> **Set exercise**: Could you reproduce, word for word, the stretch of the records below that opens with the line containing "Indicate the church tower" and closes with the line containing "x=156, y=224", both lines included, and nothing else?

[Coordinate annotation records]
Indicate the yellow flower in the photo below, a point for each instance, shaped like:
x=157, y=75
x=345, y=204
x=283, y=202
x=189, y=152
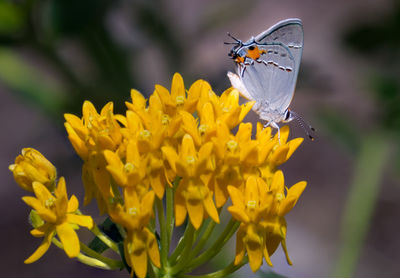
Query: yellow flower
x=59, y=216
x=275, y=152
x=140, y=242
x=136, y=212
x=178, y=99
x=236, y=154
x=32, y=166
x=279, y=205
x=90, y=136
x=192, y=195
x=130, y=173
x=248, y=208
x=151, y=128
x=227, y=108
x=139, y=245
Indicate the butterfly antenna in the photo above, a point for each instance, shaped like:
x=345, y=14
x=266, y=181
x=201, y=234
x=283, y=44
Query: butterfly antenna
x=304, y=125
x=235, y=39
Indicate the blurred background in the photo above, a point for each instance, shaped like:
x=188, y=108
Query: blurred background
x=54, y=54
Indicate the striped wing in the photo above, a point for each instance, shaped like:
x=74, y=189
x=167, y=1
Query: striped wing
x=273, y=79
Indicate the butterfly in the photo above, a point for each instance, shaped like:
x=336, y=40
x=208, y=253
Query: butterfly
x=267, y=69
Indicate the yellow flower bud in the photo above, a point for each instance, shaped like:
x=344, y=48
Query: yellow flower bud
x=32, y=166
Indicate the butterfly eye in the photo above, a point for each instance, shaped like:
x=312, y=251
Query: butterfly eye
x=287, y=115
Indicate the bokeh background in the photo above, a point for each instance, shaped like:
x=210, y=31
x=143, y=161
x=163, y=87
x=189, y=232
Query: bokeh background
x=54, y=54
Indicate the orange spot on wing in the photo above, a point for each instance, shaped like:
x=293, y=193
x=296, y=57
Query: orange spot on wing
x=239, y=60
x=254, y=53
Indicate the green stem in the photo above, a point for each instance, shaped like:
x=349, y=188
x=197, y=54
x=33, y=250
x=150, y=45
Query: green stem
x=230, y=229
x=104, y=238
x=181, y=244
x=203, y=239
x=170, y=213
x=163, y=233
x=184, y=255
x=220, y=273
x=95, y=259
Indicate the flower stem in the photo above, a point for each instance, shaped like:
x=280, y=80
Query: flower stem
x=184, y=256
x=107, y=241
x=170, y=213
x=104, y=238
x=203, y=239
x=95, y=259
x=230, y=229
x=181, y=244
x=163, y=233
x=220, y=273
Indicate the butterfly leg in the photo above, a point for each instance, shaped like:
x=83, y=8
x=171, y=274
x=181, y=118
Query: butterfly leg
x=276, y=126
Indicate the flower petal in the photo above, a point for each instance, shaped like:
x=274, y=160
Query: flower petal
x=44, y=246
x=69, y=239
x=81, y=220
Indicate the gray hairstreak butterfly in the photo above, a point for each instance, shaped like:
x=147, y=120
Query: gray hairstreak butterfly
x=267, y=69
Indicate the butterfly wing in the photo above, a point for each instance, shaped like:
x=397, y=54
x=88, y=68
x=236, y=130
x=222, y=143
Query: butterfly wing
x=238, y=85
x=273, y=79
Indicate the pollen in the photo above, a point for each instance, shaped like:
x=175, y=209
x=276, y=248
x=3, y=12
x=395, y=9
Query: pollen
x=180, y=100
x=165, y=119
x=251, y=204
x=49, y=202
x=190, y=160
x=202, y=129
x=232, y=145
x=145, y=134
x=133, y=211
x=129, y=167
x=279, y=197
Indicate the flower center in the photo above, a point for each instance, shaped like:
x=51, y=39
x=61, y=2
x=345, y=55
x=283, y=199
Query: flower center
x=133, y=211
x=129, y=167
x=231, y=145
x=203, y=129
x=144, y=134
x=251, y=204
x=49, y=202
x=180, y=100
x=165, y=119
x=190, y=160
x=279, y=197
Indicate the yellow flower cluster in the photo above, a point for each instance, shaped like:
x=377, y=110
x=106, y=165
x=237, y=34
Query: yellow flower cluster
x=182, y=141
x=54, y=214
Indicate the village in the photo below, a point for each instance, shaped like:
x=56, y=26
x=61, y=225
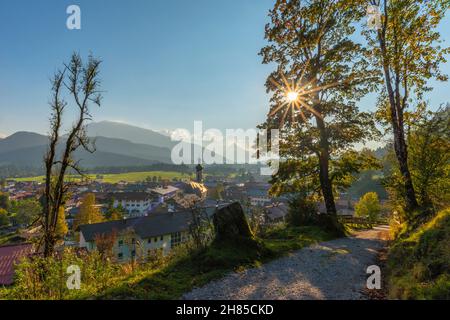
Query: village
x=158, y=213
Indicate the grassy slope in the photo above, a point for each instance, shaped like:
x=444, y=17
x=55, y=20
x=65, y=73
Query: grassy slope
x=189, y=271
x=419, y=266
x=114, y=178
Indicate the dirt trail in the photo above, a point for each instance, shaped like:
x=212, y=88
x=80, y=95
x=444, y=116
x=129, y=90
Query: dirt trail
x=330, y=270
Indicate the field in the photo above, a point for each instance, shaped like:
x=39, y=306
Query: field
x=115, y=178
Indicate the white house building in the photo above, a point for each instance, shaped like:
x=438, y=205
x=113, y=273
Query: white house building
x=137, y=204
x=140, y=237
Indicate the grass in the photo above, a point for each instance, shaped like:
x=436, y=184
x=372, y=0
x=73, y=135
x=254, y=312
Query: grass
x=169, y=278
x=419, y=265
x=185, y=272
x=115, y=178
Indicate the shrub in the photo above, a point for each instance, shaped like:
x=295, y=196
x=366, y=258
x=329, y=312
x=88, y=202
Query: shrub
x=368, y=207
x=419, y=265
x=302, y=211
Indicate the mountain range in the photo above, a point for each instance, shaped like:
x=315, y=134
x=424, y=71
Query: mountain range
x=117, y=144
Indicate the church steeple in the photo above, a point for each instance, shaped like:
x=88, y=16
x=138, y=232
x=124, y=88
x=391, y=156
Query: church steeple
x=199, y=172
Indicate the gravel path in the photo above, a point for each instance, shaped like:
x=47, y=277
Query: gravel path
x=330, y=270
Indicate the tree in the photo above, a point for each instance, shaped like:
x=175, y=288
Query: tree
x=320, y=75
x=429, y=155
x=61, y=227
x=302, y=210
x=82, y=83
x=406, y=47
x=368, y=207
x=4, y=201
x=429, y=150
x=26, y=211
x=88, y=213
x=4, y=219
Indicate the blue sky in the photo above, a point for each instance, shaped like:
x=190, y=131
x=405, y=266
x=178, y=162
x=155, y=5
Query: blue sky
x=166, y=63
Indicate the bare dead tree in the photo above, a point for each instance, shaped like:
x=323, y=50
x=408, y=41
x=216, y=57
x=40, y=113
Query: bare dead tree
x=82, y=83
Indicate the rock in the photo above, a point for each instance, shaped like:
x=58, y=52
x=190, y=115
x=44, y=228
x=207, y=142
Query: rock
x=231, y=225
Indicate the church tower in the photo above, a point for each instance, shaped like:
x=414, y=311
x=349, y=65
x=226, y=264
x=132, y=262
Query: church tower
x=199, y=172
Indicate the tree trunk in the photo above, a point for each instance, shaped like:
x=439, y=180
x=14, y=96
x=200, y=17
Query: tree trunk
x=401, y=152
x=396, y=113
x=324, y=164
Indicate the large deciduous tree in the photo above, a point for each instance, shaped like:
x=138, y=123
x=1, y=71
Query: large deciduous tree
x=81, y=81
x=310, y=43
x=406, y=47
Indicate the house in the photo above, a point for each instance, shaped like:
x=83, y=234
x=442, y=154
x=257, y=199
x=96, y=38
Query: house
x=164, y=193
x=135, y=203
x=258, y=196
x=9, y=256
x=276, y=212
x=343, y=207
x=141, y=236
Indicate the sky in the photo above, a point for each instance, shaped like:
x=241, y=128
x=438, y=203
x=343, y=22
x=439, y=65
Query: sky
x=166, y=63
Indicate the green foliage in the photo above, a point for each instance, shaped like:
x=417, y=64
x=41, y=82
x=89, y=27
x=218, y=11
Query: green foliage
x=302, y=211
x=4, y=201
x=368, y=207
x=45, y=278
x=4, y=218
x=88, y=213
x=429, y=155
x=429, y=158
x=419, y=265
x=159, y=278
x=26, y=211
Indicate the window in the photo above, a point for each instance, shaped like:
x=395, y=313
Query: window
x=175, y=239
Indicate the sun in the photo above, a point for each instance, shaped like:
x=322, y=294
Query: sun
x=292, y=96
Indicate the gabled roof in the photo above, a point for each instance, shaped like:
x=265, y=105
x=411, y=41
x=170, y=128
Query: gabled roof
x=164, y=190
x=131, y=196
x=156, y=224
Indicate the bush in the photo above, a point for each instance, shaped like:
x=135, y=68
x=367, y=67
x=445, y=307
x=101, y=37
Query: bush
x=419, y=265
x=46, y=278
x=368, y=207
x=302, y=211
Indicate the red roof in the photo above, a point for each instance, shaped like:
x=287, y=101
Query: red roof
x=9, y=255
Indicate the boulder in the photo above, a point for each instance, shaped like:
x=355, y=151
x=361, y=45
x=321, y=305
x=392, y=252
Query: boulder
x=230, y=224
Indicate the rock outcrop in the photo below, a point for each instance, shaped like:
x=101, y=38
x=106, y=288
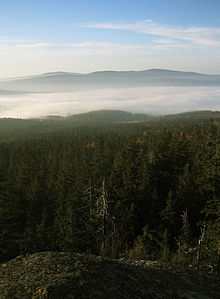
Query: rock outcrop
x=58, y=275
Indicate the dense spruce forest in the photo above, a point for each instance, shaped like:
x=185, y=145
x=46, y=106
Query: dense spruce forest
x=136, y=188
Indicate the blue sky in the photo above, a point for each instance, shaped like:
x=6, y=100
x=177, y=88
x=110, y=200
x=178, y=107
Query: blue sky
x=84, y=36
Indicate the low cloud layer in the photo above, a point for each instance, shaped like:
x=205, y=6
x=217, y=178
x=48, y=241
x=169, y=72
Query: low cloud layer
x=156, y=100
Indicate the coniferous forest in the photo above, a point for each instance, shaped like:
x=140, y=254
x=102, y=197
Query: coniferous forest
x=140, y=190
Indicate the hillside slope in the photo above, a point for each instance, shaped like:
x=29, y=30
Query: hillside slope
x=58, y=275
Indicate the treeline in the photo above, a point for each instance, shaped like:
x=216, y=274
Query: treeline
x=137, y=193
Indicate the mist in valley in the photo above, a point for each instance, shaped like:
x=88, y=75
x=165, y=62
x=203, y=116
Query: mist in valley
x=151, y=99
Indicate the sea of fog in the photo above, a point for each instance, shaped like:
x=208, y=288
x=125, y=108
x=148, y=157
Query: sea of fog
x=154, y=100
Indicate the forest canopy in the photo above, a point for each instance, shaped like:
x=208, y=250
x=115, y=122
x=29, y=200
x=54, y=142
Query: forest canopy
x=140, y=188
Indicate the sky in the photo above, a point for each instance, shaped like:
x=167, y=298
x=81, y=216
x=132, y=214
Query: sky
x=90, y=35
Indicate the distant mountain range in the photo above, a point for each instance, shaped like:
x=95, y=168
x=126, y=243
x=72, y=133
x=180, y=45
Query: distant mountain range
x=69, y=82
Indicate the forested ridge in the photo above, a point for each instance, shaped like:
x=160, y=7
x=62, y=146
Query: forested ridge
x=147, y=190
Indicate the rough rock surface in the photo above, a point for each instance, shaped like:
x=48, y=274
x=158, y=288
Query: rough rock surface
x=66, y=275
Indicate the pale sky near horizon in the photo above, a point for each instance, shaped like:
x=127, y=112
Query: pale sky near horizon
x=90, y=35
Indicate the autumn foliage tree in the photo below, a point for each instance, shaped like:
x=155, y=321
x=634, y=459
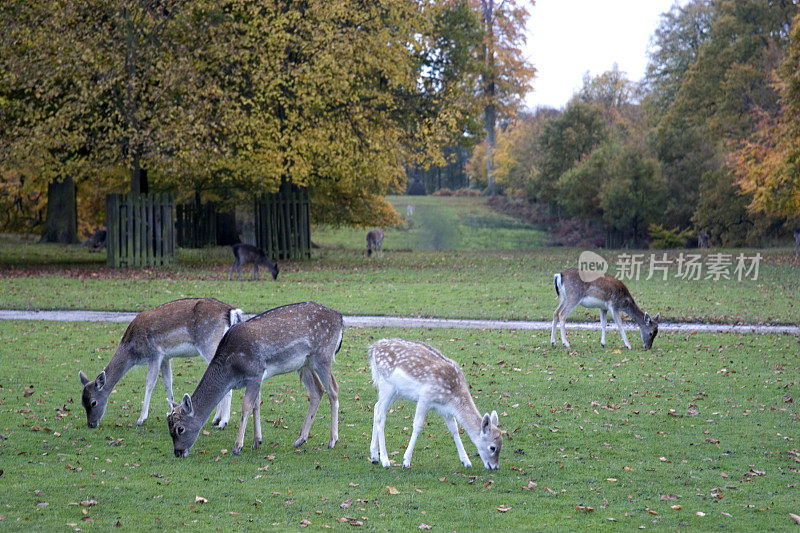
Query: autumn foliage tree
x=224, y=99
x=506, y=76
x=767, y=164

> **Task solution**:
Indicate the church tower in the photo above, a point for each instance, shaped like:
x=414, y=311
x=349, y=65
x=226, y=264
x=132, y=262
Query: church tower
x=199, y=172
Indicate the tree trunk in the photo above, a point for each instance, shaped like:
x=439, y=180
x=14, y=96
x=200, y=17
Query: tree trunk
x=401, y=152
x=396, y=113
x=324, y=164
Indicate the large deciduous tree in the photo above, a point for each instance, shaped like:
x=138, y=123
x=1, y=71
Query: large deciduous tree
x=81, y=81
x=310, y=43
x=406, y=47
Indicate the house in the photo above, a point for each instance, shaped like:
x=83, y=234
x=442, y=154
x=257, y=199
x=96, y=38
Query: house
x=164, y=193
x=135, y=203
x=258, y=196
x=9, y=256
x=276, y=212
x=343, y=207
x=141, y=236
Indicate the sky in the photo above, a point for each instance, shaped like:
x=241, y=128
x=438, y=203
x=343, y=22
x=439, y=65
Query: sky
x=166, y=63
Indicate the green foliage in the photo above, a point for each instance, shaped like:
x=417, y=64
x=41, y=82
x=89, y=27
x=218, y=11
Query: green foliage
x=302, y=211
x=4, y=201
x=368, y=207
x=45, y=278
x=4, y=218
x=88, y=213
x=429, y=155
x=429, y=158
x=419, y=265
x=159, y=278
x=26, y=211
Indicate the window in the photo above, a point for each instance, shaped like:
x=395, y=313
Query: window
x=175, y=239
Indicate the sun in the photo above, a point for each instance, shaped like:
x=322, y=294
Query: sun
x=292, y=96
Indicate the gabled roof in the photo above, a point for each instance, shaped like:
x=265, y=105
x=411, y=41
x=170, y=128
Query: gabled roof
x=164, y=190
x=131, y=196
x=156, y=224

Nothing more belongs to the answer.